**Problem to solve**. For the entries that follow, restate word for word the line containing "In this photo, where can the sky be seen?", the line containing "Target: distant mountain range", and every line that lies between them.

[Start of Attachment]

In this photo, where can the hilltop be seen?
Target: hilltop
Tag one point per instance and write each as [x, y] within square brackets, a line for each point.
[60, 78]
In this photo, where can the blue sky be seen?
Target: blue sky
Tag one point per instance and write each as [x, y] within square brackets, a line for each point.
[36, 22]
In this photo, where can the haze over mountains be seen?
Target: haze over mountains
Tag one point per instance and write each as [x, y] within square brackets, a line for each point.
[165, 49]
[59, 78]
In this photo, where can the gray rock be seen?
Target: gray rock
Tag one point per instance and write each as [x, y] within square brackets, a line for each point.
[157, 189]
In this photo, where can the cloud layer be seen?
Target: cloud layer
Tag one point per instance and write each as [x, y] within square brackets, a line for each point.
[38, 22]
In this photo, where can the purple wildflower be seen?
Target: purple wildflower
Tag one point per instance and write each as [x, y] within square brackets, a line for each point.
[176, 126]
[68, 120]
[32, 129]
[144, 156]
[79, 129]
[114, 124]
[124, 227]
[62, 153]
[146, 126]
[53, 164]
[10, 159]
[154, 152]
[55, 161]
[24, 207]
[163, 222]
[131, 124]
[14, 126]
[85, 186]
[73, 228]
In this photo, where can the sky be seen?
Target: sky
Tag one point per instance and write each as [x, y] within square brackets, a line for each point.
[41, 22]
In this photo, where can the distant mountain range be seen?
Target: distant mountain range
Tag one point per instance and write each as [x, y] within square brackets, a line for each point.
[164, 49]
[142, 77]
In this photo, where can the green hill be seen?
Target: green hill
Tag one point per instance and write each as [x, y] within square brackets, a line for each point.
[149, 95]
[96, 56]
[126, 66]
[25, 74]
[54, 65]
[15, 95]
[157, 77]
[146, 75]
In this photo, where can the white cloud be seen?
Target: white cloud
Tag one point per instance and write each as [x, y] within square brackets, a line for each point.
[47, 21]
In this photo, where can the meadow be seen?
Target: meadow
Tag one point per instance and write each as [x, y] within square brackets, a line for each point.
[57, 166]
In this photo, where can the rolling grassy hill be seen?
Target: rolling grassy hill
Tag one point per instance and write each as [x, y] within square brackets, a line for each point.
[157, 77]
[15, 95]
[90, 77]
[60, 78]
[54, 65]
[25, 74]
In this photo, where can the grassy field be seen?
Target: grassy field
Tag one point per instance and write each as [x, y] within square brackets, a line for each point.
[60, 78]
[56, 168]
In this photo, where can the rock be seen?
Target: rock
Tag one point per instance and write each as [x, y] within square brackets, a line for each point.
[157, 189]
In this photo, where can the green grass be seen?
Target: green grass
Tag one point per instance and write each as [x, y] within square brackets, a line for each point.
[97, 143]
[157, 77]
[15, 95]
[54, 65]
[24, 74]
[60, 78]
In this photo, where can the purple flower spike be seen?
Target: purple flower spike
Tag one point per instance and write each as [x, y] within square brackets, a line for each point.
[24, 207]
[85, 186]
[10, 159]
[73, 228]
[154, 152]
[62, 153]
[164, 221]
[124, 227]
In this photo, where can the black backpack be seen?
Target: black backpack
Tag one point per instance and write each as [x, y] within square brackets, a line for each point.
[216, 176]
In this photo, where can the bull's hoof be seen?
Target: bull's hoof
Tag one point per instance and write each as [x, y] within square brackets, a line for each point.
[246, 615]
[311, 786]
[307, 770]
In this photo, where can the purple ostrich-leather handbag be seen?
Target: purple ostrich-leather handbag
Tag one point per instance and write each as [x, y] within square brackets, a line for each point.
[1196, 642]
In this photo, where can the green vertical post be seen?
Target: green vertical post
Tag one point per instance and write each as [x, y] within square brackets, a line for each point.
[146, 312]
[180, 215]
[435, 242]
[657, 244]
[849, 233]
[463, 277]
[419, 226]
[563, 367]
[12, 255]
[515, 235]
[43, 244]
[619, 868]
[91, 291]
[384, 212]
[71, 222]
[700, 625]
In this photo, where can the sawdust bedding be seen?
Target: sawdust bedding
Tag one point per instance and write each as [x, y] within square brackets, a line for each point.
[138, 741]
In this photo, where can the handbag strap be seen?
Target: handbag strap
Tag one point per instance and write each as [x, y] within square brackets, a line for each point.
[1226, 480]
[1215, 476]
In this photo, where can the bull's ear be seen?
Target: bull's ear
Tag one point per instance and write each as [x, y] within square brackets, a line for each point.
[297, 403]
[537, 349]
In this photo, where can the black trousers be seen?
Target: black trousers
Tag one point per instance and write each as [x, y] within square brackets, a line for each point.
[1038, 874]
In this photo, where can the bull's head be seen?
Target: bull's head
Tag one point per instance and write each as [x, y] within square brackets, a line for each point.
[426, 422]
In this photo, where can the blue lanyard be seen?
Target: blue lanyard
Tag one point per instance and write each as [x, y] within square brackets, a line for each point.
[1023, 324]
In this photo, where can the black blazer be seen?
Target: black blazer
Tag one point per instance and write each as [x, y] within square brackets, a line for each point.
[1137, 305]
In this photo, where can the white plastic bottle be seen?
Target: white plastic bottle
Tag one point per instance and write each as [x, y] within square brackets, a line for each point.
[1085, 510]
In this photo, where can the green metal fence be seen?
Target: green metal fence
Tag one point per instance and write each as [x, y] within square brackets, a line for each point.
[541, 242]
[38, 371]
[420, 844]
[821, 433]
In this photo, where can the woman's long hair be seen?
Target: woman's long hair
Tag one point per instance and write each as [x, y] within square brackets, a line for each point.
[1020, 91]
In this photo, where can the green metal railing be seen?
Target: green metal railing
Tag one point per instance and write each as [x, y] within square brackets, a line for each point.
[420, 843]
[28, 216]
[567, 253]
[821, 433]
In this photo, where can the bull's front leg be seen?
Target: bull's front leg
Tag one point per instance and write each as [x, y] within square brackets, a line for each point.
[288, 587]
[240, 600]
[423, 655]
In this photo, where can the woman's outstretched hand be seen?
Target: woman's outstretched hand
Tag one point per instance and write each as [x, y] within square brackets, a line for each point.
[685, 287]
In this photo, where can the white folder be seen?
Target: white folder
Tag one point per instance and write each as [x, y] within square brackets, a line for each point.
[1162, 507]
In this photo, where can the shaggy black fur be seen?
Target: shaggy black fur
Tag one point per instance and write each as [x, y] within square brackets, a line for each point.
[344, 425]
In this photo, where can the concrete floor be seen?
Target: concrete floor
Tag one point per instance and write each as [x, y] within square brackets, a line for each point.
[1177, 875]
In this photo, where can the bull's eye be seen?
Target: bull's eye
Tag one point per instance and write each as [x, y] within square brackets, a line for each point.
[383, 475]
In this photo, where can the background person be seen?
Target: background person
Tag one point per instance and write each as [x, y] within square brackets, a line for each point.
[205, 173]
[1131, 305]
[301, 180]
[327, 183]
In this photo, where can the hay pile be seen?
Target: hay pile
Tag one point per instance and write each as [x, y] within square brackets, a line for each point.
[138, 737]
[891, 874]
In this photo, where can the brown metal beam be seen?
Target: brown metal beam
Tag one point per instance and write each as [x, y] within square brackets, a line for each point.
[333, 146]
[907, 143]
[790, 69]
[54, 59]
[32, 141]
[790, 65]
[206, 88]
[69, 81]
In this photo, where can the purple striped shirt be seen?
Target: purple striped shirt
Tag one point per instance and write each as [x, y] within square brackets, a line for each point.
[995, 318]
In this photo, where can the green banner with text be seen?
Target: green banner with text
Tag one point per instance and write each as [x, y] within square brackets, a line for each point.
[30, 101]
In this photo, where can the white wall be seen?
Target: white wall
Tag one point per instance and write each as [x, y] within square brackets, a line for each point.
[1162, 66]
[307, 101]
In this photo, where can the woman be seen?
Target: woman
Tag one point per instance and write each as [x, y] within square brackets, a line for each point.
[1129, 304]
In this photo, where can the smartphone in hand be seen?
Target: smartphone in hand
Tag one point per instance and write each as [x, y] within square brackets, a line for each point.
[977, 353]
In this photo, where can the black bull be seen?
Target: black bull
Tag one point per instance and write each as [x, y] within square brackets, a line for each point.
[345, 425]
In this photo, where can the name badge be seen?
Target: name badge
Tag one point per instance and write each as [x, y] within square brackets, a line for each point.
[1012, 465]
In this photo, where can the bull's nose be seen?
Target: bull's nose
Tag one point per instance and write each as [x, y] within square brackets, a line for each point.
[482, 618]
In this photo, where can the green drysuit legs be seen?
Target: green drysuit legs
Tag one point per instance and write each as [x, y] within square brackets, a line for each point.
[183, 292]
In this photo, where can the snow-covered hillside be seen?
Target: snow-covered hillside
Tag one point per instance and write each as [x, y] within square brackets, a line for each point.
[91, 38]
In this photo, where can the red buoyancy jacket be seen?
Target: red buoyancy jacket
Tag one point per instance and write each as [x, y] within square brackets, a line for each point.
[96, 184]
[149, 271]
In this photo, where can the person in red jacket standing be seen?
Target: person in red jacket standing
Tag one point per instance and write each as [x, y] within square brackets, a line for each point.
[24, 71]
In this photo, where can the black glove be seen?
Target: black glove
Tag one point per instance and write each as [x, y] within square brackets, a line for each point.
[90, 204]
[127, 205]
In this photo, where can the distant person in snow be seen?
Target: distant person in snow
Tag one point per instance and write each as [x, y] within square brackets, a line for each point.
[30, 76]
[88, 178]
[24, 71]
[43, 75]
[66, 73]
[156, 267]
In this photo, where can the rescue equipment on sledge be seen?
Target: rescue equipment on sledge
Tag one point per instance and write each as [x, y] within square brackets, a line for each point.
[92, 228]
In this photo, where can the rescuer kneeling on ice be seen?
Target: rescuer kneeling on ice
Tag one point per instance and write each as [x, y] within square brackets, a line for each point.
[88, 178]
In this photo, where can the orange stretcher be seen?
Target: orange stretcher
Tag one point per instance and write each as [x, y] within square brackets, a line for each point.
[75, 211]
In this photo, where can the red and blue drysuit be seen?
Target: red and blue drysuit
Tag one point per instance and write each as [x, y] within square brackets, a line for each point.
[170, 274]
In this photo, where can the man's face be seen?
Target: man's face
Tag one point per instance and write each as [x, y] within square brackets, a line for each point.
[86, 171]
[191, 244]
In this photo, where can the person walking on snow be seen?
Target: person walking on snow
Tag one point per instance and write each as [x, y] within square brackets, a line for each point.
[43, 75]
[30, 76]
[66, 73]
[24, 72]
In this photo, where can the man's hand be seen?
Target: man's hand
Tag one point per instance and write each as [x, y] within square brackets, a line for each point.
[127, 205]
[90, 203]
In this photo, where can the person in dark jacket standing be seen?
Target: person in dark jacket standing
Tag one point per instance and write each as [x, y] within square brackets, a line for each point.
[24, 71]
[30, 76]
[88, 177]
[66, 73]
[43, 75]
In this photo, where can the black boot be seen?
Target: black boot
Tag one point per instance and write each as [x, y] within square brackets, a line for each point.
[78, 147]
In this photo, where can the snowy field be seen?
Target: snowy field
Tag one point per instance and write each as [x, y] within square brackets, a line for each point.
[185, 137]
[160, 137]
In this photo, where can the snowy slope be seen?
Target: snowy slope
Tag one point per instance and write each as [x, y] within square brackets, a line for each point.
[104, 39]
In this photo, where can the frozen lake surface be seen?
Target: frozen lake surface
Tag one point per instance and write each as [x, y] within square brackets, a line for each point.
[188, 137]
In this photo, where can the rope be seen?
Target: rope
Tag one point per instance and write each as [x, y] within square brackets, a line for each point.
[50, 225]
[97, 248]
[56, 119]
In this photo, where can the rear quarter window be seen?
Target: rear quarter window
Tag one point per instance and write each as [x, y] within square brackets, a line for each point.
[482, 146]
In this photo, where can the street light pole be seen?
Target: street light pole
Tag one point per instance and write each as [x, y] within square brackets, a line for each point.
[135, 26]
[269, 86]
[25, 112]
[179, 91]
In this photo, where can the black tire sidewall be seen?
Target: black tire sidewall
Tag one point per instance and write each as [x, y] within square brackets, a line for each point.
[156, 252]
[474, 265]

[End of Attachment]

**Completed exercise**.
In this photo, where can the sky be seen?
Target: sky
Tag one point per instance and write each as [x, y] within square brackets, a line for each point.
[41, 22]
In this photo, where can the distant mountain range be seen?
Target: distant mountain range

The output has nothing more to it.